=== Consignes ===
Citez le texte sur le tourisme à Venise, tout ce qui va de « La ville des » jusqu'à « déséspérement besoin d'argent. ».

=== Texte extrait ===
La ville des Doges est entrée de plain-pied dans le tourisme de masse. Mais elle n'a pas les infrastructures pour accueillir des millions de touristes et a déséspérement besoin d'argent.

Temps de lecture: 8 minutes

Gondola! Gondola! Gondola! En face au Palais des Doges, arpentant le fondamenta (le quai) battu par les eaux bleutées, quatre gondoliers en tenue réglementaire, maillot rayé, pantalon noir, chapeau de paille à ruban rouge, tentent d’alpaguer touristes et badauds pour une balade en gondole sur le bassin de San Marco, sans grand succès. En cette veille du 15 août, déjà deux heures de surplace, ponctuées d’idiomes en dialecte vénitien. À Venise, on est gondolier de père en fils et il y en a encore quatre cents sur la cité lacustre – trop ? «Un divertissement pour idiots», écrivait Paul Morand dans Venises (Gallimard).

Il faut croire que le grand écrivain voyageur n’avait pas tort: la moisson est maigre, trois gondoles glissent sur les eaux devant la Piazzetta, occupées par trois escouades d’Asiatiques, abritées par des ombrelles fuchsias: un «must» pour ces visiteurs – 80 euros la demi-heure.

«Les gondoliers ont plus de muscles que de cerveau, indique un Vénitien de souche, attablé à la terrasse du Monaco et Grand Canal, l’hôtel où descendaient Sartre et Beauvoir. Ces rameurs d’auguste mémoire ne font rien pour attirer le chaland. Ils se comportent comme en 1950, sans aucune initiative ou stratégie de vente. Et des clients, il y en a, croyez-moi.»

«Cette année, nous allons battre tous les records d’affluence avec près de 23 millions de touristes, du jamais vu» souligne Claudio Staderini, Vénitien depuis 1967, le doge du Danieli, ou plutôt le directeur général du plus ancien palace de Venise, fondé par le signor Giuseppe Dal Niel en 1822.

«En juillet dernier, nous n’avons jamais été en-dessous de 80% de taux d’occupation. Le Danieli, de par sa notoriété mondiale, attire des gens de nationalités nouvelles, rarement observées sur la lagune: des Russes, des Chinois, des Indiens et depuis peu, les citoyens des Émirats. En plus des Américains, venus en vols directs de New York, d’Atlanta, de Los Angeles, nous envisageons une ligne Shanghai-Venise, et une autre reliant Doha au Qatar. Plus les populations du globe s’ouvrent au tourisme, plus Venise est demandée. Le mythe de la ville de l’amour n’a jamais été si porteur

La Venise de la basilique Orient-Occident, des palazzi, des musées, des églises, des sestiers (quartiers), des ponts et des îles (110) est entrée de plain-pied dans le tourisme de masse. Parmi les 23 millions de visiteurs en 2011, l’énorme majorité (90%) fait partie du tourisme dit pendulaire: les gens entrent le matin, errent dans le centre historique, se nourrissent de glaces crémeuses ou de parts de pizzas et repartent le soir vers le Lido et ses plages, le Lido di Jesolo et ses campings, Mestre, la Croatie et ailleurs. Ils ne font que passer.

=== Données ===
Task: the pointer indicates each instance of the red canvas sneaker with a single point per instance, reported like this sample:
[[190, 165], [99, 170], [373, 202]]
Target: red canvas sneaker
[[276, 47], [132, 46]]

=== Corrigé ===
La ville des Doges est entrée de plain-pied dans le tourisme de masse. Mais elle n'a pas les infrastructures pour accueillir des millions de touristes et a déséspérement besoin d'argent.